[Collected data]
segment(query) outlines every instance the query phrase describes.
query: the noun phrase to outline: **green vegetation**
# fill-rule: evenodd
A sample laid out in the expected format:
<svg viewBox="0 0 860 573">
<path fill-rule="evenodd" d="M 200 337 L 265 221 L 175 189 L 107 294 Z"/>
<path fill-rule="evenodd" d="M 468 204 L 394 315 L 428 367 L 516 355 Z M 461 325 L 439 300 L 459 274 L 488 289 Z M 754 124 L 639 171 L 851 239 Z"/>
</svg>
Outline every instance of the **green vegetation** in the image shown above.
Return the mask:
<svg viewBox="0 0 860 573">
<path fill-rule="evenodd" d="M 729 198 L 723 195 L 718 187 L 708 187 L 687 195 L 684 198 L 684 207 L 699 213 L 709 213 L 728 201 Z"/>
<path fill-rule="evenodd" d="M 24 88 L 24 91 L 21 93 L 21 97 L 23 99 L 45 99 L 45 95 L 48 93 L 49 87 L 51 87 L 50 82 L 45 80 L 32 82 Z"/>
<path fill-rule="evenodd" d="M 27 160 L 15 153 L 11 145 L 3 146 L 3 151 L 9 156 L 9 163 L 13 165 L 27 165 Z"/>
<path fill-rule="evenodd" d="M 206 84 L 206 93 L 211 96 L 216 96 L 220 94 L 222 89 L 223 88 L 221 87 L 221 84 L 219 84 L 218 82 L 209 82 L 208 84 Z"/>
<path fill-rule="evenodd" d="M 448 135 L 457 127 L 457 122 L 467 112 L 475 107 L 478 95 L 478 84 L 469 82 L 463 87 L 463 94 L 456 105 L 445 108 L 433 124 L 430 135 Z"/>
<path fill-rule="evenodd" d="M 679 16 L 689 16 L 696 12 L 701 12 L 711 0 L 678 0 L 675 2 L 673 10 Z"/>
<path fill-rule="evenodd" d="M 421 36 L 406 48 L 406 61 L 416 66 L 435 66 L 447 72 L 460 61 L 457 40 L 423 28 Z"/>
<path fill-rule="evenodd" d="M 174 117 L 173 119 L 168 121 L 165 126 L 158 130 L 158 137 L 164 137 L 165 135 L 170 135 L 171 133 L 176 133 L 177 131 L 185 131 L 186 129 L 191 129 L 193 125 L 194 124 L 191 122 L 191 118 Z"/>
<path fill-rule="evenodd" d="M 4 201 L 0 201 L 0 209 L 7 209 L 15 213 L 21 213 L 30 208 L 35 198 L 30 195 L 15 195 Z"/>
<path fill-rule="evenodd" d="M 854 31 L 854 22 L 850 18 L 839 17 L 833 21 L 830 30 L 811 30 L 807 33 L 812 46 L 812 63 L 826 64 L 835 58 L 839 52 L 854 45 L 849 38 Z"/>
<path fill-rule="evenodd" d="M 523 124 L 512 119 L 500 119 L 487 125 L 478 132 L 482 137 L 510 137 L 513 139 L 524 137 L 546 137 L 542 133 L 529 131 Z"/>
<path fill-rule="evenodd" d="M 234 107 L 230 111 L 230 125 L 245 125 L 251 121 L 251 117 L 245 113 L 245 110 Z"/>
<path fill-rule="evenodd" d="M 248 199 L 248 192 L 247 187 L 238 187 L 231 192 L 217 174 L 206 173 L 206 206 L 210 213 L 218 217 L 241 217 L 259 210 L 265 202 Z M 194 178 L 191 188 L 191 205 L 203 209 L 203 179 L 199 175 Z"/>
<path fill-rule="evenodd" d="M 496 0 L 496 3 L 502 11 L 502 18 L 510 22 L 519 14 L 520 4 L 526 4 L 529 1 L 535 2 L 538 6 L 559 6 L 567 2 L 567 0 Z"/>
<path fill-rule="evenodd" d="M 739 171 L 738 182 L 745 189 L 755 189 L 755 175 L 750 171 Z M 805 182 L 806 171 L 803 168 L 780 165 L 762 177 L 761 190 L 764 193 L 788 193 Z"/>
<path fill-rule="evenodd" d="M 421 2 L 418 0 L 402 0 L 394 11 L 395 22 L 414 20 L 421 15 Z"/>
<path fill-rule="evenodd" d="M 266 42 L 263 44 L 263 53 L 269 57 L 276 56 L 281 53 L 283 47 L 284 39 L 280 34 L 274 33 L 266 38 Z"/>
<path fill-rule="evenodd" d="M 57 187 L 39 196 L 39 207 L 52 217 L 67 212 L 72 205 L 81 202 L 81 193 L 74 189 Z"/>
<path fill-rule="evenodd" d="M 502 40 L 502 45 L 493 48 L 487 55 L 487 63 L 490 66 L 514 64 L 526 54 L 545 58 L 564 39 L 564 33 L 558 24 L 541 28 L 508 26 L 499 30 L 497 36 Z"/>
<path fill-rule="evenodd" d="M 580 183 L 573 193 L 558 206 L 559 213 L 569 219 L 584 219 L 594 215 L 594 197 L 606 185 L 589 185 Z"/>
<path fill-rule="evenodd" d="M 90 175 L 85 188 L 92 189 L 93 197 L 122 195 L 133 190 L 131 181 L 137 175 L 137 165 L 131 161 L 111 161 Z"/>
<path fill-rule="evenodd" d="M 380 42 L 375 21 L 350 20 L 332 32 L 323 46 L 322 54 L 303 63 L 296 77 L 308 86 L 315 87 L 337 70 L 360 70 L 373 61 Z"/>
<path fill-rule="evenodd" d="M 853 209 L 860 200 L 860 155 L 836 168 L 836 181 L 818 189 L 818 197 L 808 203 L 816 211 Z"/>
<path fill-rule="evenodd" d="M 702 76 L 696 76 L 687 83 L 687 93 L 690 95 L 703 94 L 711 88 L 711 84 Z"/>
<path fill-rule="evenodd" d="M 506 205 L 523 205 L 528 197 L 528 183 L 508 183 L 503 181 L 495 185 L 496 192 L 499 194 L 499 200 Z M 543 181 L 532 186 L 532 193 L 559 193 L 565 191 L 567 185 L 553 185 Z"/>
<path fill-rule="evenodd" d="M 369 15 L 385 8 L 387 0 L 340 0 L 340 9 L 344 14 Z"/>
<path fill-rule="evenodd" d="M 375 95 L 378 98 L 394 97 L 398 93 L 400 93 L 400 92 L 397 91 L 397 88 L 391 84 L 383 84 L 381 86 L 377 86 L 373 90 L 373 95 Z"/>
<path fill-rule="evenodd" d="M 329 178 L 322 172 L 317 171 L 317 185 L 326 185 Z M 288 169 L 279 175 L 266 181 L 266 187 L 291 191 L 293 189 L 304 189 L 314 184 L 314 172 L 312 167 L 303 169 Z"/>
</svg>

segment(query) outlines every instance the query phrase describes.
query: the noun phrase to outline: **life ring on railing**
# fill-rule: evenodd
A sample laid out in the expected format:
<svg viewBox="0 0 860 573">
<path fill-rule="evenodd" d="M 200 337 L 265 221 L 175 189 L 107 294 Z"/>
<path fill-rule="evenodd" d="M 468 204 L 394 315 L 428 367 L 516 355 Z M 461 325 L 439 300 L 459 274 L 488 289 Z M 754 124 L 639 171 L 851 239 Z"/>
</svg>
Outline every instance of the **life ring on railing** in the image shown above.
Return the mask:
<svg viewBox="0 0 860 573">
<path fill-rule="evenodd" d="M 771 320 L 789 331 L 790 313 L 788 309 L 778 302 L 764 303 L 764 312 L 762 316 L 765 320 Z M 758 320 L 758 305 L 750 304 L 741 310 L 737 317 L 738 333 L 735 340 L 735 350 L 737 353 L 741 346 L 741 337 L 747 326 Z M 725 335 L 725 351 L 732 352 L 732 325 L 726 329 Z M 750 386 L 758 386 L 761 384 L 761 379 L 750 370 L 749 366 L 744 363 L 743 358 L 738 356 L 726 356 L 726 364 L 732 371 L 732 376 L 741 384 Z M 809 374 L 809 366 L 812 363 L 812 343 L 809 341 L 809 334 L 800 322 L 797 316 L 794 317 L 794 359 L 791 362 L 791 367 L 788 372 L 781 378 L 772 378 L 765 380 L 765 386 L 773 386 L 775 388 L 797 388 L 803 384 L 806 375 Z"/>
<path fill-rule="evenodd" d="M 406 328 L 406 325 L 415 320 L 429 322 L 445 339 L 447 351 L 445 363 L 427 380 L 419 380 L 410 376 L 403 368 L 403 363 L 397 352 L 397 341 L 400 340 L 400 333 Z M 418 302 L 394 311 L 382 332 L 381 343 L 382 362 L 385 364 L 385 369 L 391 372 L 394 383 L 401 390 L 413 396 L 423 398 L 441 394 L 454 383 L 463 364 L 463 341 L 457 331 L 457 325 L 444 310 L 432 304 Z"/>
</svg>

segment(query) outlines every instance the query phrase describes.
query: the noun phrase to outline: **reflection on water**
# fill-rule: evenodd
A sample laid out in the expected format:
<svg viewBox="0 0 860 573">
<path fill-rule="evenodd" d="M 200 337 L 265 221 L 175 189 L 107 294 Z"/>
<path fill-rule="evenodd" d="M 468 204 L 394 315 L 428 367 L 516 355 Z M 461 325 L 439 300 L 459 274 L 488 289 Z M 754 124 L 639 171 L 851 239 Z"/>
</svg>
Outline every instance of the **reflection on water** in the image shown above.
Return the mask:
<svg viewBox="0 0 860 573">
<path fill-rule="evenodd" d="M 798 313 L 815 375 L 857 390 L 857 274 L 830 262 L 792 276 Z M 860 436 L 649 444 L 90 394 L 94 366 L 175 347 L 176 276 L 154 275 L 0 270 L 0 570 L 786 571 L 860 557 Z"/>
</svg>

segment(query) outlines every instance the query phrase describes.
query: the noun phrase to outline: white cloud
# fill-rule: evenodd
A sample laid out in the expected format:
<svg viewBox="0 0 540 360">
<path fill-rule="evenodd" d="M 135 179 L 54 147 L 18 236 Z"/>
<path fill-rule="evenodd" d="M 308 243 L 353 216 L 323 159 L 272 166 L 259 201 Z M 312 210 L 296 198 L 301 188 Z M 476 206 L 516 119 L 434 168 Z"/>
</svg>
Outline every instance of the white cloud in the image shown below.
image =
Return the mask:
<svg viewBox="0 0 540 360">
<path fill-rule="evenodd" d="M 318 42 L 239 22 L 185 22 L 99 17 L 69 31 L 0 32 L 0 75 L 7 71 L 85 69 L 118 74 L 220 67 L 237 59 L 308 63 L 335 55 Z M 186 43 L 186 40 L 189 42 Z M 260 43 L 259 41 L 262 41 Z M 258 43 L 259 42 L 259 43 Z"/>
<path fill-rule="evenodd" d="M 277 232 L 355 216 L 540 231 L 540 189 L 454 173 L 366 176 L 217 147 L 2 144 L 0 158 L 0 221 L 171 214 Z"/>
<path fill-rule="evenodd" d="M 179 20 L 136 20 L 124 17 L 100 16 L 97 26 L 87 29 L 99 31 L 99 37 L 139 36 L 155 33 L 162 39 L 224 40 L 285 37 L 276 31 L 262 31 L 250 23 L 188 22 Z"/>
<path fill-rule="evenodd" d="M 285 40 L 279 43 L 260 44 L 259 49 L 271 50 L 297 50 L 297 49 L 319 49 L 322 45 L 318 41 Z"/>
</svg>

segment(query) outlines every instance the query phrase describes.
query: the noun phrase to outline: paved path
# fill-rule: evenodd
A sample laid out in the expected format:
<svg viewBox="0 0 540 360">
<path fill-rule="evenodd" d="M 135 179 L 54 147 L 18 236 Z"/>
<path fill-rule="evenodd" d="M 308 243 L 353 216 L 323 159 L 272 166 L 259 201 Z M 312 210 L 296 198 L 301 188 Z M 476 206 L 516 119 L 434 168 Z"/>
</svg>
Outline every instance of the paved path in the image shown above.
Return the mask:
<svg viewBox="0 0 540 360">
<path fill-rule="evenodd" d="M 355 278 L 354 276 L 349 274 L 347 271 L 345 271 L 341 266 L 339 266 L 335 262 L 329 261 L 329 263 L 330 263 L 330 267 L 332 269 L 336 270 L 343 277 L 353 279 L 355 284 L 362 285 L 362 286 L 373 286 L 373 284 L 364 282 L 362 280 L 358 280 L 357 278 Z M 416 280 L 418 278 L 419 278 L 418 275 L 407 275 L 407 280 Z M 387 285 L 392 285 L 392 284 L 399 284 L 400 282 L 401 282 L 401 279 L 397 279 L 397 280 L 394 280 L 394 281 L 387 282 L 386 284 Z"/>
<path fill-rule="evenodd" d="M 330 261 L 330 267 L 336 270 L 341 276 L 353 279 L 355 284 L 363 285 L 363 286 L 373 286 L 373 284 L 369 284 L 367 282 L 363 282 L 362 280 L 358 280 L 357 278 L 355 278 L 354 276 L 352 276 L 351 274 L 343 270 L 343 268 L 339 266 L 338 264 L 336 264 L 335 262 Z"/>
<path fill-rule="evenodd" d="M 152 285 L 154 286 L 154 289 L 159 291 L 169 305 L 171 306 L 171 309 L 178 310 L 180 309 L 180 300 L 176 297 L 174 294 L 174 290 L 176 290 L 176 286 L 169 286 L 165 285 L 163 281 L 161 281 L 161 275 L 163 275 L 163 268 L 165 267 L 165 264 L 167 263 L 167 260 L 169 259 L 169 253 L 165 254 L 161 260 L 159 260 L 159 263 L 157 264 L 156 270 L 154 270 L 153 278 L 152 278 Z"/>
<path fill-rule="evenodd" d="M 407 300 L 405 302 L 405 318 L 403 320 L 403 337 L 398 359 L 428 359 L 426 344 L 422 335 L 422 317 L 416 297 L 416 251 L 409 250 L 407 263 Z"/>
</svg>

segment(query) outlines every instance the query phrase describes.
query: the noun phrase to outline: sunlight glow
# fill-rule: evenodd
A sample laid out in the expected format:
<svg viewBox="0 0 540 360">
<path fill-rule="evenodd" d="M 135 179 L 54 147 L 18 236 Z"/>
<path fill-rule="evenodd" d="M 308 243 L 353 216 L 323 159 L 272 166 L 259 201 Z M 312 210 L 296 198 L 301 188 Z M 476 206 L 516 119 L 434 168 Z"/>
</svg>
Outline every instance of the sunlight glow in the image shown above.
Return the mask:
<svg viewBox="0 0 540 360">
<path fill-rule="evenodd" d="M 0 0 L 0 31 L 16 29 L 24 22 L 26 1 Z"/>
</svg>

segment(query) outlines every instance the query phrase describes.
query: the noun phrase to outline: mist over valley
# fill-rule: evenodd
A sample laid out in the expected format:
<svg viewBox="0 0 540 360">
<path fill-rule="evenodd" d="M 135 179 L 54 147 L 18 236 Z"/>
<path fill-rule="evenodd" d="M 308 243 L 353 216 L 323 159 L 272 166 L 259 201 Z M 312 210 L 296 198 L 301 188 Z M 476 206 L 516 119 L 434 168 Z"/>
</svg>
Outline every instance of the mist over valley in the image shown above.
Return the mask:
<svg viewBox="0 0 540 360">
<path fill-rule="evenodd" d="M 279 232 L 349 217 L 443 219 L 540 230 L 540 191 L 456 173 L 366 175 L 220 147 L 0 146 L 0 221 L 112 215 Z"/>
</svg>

* [Required action] Write out again, exactly, the lines from the start of the entries up to and including the one with "Outline every instance of the **green". Nothing else belongs in the reply.

* [Written reply]
segment(query) outlines every instance the query phrase describes.
query: the noun phrase to outline: **green vegetation**
# fill-rule: evenodd
A sample laid out in the expected format:
<svg viewBox="0 0 860 573">
<path fill-rule="evenodd" d="M 200 337 L 265 221 L 175 189 L 107 294 Z"/>
<path fill-rule="evenodd" d="M 468 204 L 394 315 L 428 367 L 516 355 Z M 461 325 L 439 300 L 459 274 L 488 289 Z M 754 124 L 639 171 L 851 239 Z"/>
</svg>
Outline every instance of the **green vegetation** in the image shown above.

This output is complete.